Task description: Reproduce every line of the entries, requests included, but offset each coordinate in the answers by adding 92 to it. Leave the pictures out of your output.

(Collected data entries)
_ _ _

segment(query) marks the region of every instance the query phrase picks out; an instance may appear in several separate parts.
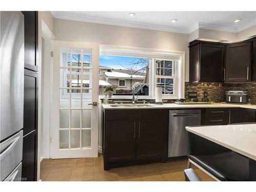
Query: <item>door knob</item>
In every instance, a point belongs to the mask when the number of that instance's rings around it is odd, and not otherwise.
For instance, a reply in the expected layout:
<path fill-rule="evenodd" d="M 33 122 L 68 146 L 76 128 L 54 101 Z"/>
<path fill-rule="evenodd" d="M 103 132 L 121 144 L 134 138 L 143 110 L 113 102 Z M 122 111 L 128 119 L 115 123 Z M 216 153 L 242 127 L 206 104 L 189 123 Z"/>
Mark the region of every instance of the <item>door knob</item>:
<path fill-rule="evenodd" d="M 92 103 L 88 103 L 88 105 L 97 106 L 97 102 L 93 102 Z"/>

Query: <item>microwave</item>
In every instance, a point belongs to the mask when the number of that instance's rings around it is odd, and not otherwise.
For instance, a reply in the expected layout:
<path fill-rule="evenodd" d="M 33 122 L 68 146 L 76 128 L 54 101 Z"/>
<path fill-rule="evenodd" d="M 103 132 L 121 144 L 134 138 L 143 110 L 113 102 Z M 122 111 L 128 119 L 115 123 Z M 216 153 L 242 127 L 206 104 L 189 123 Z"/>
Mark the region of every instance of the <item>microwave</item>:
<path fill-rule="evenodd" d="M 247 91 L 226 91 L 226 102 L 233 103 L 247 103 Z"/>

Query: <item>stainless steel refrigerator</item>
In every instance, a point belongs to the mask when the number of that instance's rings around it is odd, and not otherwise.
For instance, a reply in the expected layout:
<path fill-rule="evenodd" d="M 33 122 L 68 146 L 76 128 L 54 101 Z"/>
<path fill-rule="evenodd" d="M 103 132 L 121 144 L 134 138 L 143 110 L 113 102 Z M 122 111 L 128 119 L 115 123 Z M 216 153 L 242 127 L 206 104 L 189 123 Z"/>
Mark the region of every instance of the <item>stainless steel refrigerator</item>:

_ _ _

Exercise output:
segment(query) marks the region of every instance the query phrase picks out; an instance may appear in several separate parts.
Query: <item>door knob</item>
In every instance, a point belongs to the mask when the number of that instance's rings around it is odd, and not otherwise.
For instance, a reply in the expected layout:
<path fill-rule="evenodd" d="M 33 122 L 68 146 L 76 128 L 54 101 Z"/>
<path fill-rule="evenodd" d="M 103 132 L 121 144 L 134 138 L 143 110 L 113 102 Z M 122 111 L 128 119 L 115 123 Z M 216 153 L 242 127 L 206 104 L 189 123 Z"/>
Mark the region of every instance of the <item>door knob</item>:
<path fill-rule="evenodd" d="M 184 195 L 180 195 L 180 197 L 189 198 L 189 194 L 185 194 Z"/>

Query: <item>microwave</item>
In every instance, a point belongs to the mask when the number of that instance's rings around it is odd, and not otherwise.
For instance, a reply in the expected layout:
<path fill-rule="evenodd" d="M 33 122 L 68 146 L 76 128 L 54 101 Z"/>
<path fill-rule="evenodd" d="M 103 132 L 121 144 L 134 138 L 143 110 L 113 102 Z M 122 111 L 128 119 L 115 123 Z M 216 153 L 242 127 L 206 104 L 189 123 Z"/>
Mark the region of every instance of the <item>microwave</item>:
<path fill-rule="evenodd" d="M 339 183 L 318 183 L 318 194 L 325 195 L 339 195 Z"/>

Query: <item>stainless steel refrigerator</item>
In every instance, a point belongs to the mask when the number of that instance's rings around it is odd, and not otherwise.
For instance, a reply in the expected layout:
<path fill-rule="evenodd" d="M 33 122 L 68 146 L 76 128 L 54 101 Z"/>
<path fill-rule="evenodd" d="M 103 132 L 121 144 L 134 138 L 143 110 L 113 102 Z M 122 111 L 128 119 L 115 123 Z M 216 153 L 242 127 L 206 104 L 189 123 Z"/>
Mark the region of every instance of the <item>stainless steel refrigerator</item>:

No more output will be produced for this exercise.